Was bringt Heiligendamm laut dem Auszug über den Ort voran?

## Ausgewählter Auszug
----------------
2. Vernunft: Man kann es im kleinen Heiligendamm nicht allen Recht machen. Jeder hat etwas von einer Bummelmeile mit Shops, Cafés, Bistros, Boutiquen und Dienstleistern, von einer schönen langen Promenade, einem einzigartigen Kurpark, einer interessanten Seebrücke und einem besonderen Yachthafen. Keiner aber hat etwas von Flickereien, wie hier einem Parkplatz und dort einem Imbiss. Ein vernünftiges Gesamtkonzept von vernünftigen Leuten in einer vernünftigen Atmosphäre bringt Heiligendamm voran.

3. Gemeinsamkeit: Solange alle gegeneinander arbeiten und sich regelrecht bekriegen, bleibt Heiligendamm eine peinliche und kleinliche Provinzposse und Schlusslicht des Landes. Der Misserfolg ist näher, als der Erfolg und nur gemeinsam kann man den Niedergang stoppen. Statt gegen alles zu sein muss man sich fragen, was man denn überhaupt will. Ein Museum, das jedes Jahr hunderttausende kostet oder ein Resort, das in der Lage ist, Geld in die Stadt und Region zu ziehen? Eine Badewanne für alle im Vertrauen darauf, dass alle ihr Geld in Automaten stecken und zufrieden sind oder ein Seebad, mit dem sich breit gefächert wirklich richtig viel Geld verdienen lässt? Irgend eine alte Zeit zurück oder eine Zukunft?
----------------
[Auszüge aus Zeige-Datensätzen]
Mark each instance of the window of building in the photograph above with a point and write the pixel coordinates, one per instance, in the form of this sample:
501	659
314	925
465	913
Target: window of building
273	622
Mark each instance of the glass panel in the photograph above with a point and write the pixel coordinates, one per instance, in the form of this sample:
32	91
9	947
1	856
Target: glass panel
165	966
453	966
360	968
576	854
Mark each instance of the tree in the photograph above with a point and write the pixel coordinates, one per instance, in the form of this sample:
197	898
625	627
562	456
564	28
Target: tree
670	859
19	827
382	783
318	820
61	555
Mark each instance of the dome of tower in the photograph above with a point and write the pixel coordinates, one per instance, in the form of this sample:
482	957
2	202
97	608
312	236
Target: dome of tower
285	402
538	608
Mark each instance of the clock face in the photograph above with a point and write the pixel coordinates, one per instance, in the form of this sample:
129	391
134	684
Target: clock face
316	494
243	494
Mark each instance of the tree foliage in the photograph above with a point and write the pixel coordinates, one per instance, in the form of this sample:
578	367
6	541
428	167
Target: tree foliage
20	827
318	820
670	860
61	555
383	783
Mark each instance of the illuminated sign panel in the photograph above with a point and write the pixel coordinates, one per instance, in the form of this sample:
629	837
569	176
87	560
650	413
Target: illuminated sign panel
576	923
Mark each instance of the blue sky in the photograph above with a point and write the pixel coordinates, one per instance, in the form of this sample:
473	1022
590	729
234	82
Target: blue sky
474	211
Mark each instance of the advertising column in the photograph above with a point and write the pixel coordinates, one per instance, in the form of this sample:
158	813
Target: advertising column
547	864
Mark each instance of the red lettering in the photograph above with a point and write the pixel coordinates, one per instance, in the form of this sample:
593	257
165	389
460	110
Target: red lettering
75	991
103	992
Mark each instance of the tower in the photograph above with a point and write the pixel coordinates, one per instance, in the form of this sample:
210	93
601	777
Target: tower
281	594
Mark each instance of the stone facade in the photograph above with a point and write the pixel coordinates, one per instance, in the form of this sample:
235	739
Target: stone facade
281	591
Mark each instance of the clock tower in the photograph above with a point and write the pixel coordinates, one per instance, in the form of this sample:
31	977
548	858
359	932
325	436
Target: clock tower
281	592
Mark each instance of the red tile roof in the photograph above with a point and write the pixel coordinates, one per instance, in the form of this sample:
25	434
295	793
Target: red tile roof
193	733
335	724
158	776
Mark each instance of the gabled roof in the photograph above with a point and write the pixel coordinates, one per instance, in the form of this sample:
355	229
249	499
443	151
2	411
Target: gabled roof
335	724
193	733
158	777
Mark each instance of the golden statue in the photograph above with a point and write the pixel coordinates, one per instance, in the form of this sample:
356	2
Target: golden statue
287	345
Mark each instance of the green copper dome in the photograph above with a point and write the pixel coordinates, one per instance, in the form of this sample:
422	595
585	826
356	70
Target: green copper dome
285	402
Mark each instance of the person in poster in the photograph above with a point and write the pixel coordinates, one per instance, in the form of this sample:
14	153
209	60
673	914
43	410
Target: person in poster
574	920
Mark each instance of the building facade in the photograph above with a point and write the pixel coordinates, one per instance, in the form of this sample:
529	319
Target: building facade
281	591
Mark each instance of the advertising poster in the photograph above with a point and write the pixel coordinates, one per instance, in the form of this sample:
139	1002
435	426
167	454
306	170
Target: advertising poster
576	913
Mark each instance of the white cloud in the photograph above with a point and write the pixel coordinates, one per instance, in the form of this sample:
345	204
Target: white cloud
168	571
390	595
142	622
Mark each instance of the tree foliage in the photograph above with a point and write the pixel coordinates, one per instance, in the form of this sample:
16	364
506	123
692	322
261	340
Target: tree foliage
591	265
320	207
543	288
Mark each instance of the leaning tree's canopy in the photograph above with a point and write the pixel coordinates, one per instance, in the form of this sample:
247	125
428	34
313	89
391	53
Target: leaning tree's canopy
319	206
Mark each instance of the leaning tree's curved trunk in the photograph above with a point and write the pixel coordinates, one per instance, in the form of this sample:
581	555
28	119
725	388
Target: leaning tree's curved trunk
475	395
----------------
## Ergebnis der Aufgabe
Ein vernünftiges Gesamtkonzept von vernünftigen Leuten in einer vernünftigen Atmosphäre.